==== DATASET RECORDS ====

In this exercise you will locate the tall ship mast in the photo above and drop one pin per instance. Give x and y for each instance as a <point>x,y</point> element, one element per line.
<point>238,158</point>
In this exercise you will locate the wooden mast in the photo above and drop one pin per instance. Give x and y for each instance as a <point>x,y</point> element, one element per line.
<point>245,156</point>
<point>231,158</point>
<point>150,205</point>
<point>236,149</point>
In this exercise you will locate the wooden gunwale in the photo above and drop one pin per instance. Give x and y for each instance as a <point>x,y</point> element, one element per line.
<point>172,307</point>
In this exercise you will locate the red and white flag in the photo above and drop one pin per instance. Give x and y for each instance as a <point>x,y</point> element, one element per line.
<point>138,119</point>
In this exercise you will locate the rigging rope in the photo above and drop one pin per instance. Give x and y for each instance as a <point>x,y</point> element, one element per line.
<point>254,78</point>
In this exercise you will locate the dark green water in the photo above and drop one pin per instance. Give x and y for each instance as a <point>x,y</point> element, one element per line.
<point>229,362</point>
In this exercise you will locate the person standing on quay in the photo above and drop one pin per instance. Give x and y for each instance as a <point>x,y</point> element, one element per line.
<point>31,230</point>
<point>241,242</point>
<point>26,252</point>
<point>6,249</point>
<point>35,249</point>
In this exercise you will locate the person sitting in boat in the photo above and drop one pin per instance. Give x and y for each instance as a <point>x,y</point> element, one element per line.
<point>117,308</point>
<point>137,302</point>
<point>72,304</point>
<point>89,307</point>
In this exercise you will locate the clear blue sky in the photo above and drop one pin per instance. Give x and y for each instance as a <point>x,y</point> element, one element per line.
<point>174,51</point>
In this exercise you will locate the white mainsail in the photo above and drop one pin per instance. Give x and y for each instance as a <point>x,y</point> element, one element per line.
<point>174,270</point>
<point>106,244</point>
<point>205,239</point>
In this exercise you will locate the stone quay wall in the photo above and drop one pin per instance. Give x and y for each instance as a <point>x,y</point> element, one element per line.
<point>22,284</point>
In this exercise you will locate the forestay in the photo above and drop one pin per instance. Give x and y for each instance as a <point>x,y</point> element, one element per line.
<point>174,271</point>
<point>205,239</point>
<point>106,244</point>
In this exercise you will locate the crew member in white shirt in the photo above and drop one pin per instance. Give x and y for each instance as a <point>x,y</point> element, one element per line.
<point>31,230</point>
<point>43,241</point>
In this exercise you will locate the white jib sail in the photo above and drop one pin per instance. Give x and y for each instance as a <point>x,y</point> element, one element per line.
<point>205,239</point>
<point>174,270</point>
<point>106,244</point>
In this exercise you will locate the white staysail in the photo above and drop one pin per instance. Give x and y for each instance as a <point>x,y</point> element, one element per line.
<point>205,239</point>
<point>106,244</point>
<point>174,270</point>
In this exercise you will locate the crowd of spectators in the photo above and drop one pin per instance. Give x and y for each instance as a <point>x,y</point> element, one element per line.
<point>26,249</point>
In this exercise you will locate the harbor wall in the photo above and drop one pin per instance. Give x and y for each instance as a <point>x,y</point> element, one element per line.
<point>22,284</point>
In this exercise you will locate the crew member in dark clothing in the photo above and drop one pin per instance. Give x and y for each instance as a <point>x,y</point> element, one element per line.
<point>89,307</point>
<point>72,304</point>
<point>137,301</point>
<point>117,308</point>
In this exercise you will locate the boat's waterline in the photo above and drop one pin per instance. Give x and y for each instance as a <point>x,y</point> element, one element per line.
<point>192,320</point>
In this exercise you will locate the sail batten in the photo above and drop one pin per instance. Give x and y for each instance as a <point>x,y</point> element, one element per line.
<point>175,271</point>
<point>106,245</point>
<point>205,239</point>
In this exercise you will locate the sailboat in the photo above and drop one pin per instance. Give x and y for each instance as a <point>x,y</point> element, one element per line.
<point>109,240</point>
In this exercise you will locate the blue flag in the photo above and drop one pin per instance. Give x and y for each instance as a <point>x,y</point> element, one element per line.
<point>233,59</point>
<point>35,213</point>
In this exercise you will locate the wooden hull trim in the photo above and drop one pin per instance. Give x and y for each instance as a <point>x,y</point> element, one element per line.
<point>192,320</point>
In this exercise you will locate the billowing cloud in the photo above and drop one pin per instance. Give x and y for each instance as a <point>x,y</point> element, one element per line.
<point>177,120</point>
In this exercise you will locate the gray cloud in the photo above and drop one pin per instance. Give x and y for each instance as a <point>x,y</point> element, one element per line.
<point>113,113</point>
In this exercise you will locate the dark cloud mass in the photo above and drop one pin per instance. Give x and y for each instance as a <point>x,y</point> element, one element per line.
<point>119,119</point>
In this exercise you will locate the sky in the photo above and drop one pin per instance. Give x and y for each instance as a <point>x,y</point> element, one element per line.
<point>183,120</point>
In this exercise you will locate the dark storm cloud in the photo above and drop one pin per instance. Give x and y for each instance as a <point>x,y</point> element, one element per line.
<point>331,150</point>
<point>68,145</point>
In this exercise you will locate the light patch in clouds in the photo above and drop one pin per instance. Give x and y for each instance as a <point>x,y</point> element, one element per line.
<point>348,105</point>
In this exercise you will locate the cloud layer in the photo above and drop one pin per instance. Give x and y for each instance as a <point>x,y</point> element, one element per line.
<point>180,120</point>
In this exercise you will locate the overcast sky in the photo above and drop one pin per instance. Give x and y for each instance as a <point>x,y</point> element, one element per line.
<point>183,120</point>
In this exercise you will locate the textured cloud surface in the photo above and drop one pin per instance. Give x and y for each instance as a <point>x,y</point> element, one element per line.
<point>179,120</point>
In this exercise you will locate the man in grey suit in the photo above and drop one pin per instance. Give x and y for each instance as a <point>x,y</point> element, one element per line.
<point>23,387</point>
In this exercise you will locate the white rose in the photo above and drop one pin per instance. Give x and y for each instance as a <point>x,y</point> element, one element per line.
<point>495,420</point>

====

*EXERCISE OBJECTIVE*
Express every line of the records above as a JSON list of strings, one string per line, leaving out any blank lines.

*FULL SOLUTION*
[
  "In this exercise you will locate the tall ship mast in the photo above and drop one pin per instance. Give x and y for each instance as a <point>x,y</point> element, one element per line.",
  "<point>238,158</point>",
  "In this exercise you will locate the wooden mast in the photo above and drop one pin per instance. Give x and y for each instance as a <point>x,y</point> element, one element per line.",
  "<point>245,156</point>",
  "<point>231,158</point>",
  "<point>150,205</point>",
  "<point>236,149</point>",
  "In this exercise you will locate the wooden gunwale in the photo above and drop one pin per instance. Give x and y for each instance as a <point>x,y</point> element, one element per line.",
  "<point>172,307</point>",
  "In this exercise you will locate the red and white flag in the photo above and drop one pin per instance. Give x and y for each instance as a <point>x,y</point> element, one element per line.",
  "<point>138,119</point>",
  "In this exercise you will locate the rigging rope in the photo above and drop one pin per instance. Give x and y for each instance as a <point>x,y</point> element, one element per line.",
  "<point>254,78</point>",
  "In this exercise you will locate the dark green water in the photo above and drop one pin per instance. Give x and y for each instance as a <point>x,y</point> element, one element per line.",
  "<point>229,362</point>",
  "In this exercise you will locate the person standing on quay in the photo above and drop one pin per instance. Give x and y for each instance as a <point>x,y</point> element, one element per line.",
  "<point>31,230</point>",
  "<point>241,242</point>",
  "<point>26,252</point>",
  "<point>6,249</point>",
  "<point>35,249</point>",
  "In this exercise you will locate the person sitting in boat in the photo above and drop one pin per instance. Give x and y for each instance as a <point>x,y</point> element, one element per line.",
  "<point>117,308</point>",
  "<point>137,302</point>",
  "<point>72,304</point>",
  "<point>89,307</point>",
  "In this exercise you will locate the clear blue sky in the photo above and drop one pin per instance. Give x and y for each instance as a <point>x,y</point> element, one element per line.",
  "<point>174,51</point>",
  "In this exercise you will locate the white mainsail in the photo above and drop one pin per instance. Give x and y for each instance as a <point>x,y</point> element, one element per line.",
  "<point>174,270</point>",
  "<point>106,244</point>",
  "<point>205,239</point>",
  "In this exercise you will locate the stone quay wall in the photo above and drop one pin per instance. Give x and y for each instance as a <point>x,y</point> element, one element per line.",
  "<point>22,284</point>",
  "In this exercise you will locate the forestay in the photo above and drop one pin per instance. Give x and y for each instance as a <point>x,y</point> element, one element per line.",
  "<point>174,271</point>",
  "<point>205,239</point>",
  "<point>106,244</point>",
  "In this exercise you will locate the crew member in white shirt in the photo above and drop one pin per instance. Give x and y for each instance as a <point>x,y</point> element, one element per line.",
  "<point>31,230</point>",
  "<point>43,241</point>",
  "In this exercise you will locate the white jib sail in the photo above and drop one pin per instance. Give x and y for each instance as a <point>x,y</point> element, one element per line.",
  "<point>205,239</point>",
  "<point>174,270</point>",
  "<point>106,244</point>",
  "In this exercise you will locate the white staysail in the photo above and drop one pin per instance. Give x and y for each instance as a <point>x,y</point> element, one element per line.",
  "<point>205,239</point>",
  "<point>106,244</point>",
  "<point>174,270</point>",
  "In this exercise you will locate the crowd of spectators in the photo above and drop one pin per instance. Give x and y for each instance as a <point>x,y</point> element, one element per line.",
  "<point>26,249</point>",
  "In this exercise you will locate the harbor wall in the photo above and drop one pin per instance. Give x and y for each instance as a <point>x,y</point> element, one element per line.",
  "<point>22,284</point>",
  "In this exercise you will locate the crew member in dark clothing in the photo above and drop one pin per instance. Give x and y for each instance as a <point>x,y</point> element, one element per line.",
  "<point>89,307</point>",
  "<point>72,304</point>",
  "<point>137,301</point>",
  "<point>117,308</point>",
  "In this exercise you will locate the boat's waterline in the photo above and drop one pin per instance. Give x and y for each instance as a <point>x,y</point> element, one element per line.",
  "<point>192,320</point>",
  "In this exercise you will locate the sail batten in the photo above and drop one pin per instance. Give x and y for each instance as a <point>x,y</point> element, one element per line.",
  "<point>175,271</point>",
  "<point>106,245</point>",
  "<point>205,239</point>",
  "In this exercise you will locate the sailboat in the photo above and drop one pin per instance. Give x and y for each instance as a <point>x,y</point> element, one element per line.",
  "<point>109,240</point>",
  "In this exercise you will locate the blue flag in the photo above and drop one pin per instance. Give x and y for each instance as a <point>x,y</point> element, one element per line.",
  "<point>233,59</point>",
  "<point>35,213</point>",
  "In this exercise you will locate the wooden hull trim in the photo above and drop one pin per instance. Give x and y for each instance as a <point>x,y</point> element, one element per line.",
  "<point>192,320</point>",
  "In this exercise you will locate the billowing cloud in the photo above and drop one pin per instance. Give x and y for each instance as a <point>x,y</point> element, one element per line.",
  "<point>177,120</point>",
  "In this exercise you will locate the gray cloud in the photo above and drop one pin per instance. Give x and y for each instance as a <point>x,y</point> element, one element per line.",
  "<point>113,113</point>",
  "In this exercise you will locate the dark cloud mass in the photo above and drop one pin per instance. Give x and y for each instance as a <point>x,y</point> element, one element per line.",
  "<point>119,119</point>",
  "In this exercise you will locate the sky in the photo above and drop one pin per instance. Give x and y for each instance as a <point>x,y</point> element, one element per line.",
  "<point>183,120</point>",
  "In this exercise you will locate the dark storm cloud in the photo above and drop one pin per instance. Give x and y for each instance as a <point>x,y</point> element, one element per line.",
  "<point>331,150</point>",
  "<point>68,145</point>",
  "In this exercise you will locate the light patch in clouds in the photo above and drop one pin per instance. Give x and y for each instance as a <point>x,y</point> element, one element per line.",
  "<point>348,105</point>",
  "In this exercise you will locate the cloud layer in the photo above and drop one pin per instance. Give x and y for each instance as a <point>x,y</point> element, one element per line.",
  "<point>180,120</point>",
  "In this exercise you will locate the overcast sky in the photo above and drop one pin per instance. Give x and y for each instance as a <point>x,y</point> element, one element per line.",
  "<point>183,120</point>",
  "In this exercise you will locate the textured cloud surface in the photo above and drop one pin per instance. Give x and y for each instance as a <point>x,y</point> element, one element per line.",
  "<point>179,120</point>",
  "In this exercise you will locate the man in grey suit in the photo above and drop one pin per instance. Give x and y for each instance as a <point>x,y</point> element, one element per line.",
  "<point>23,387</point>",
  "In this exercise you will locate the white rose in the photo above and drop one pin per instance. Give x and y for each instance as a <point>x,y</point> element, one element per line.",
  "<point>495,420</point>"
]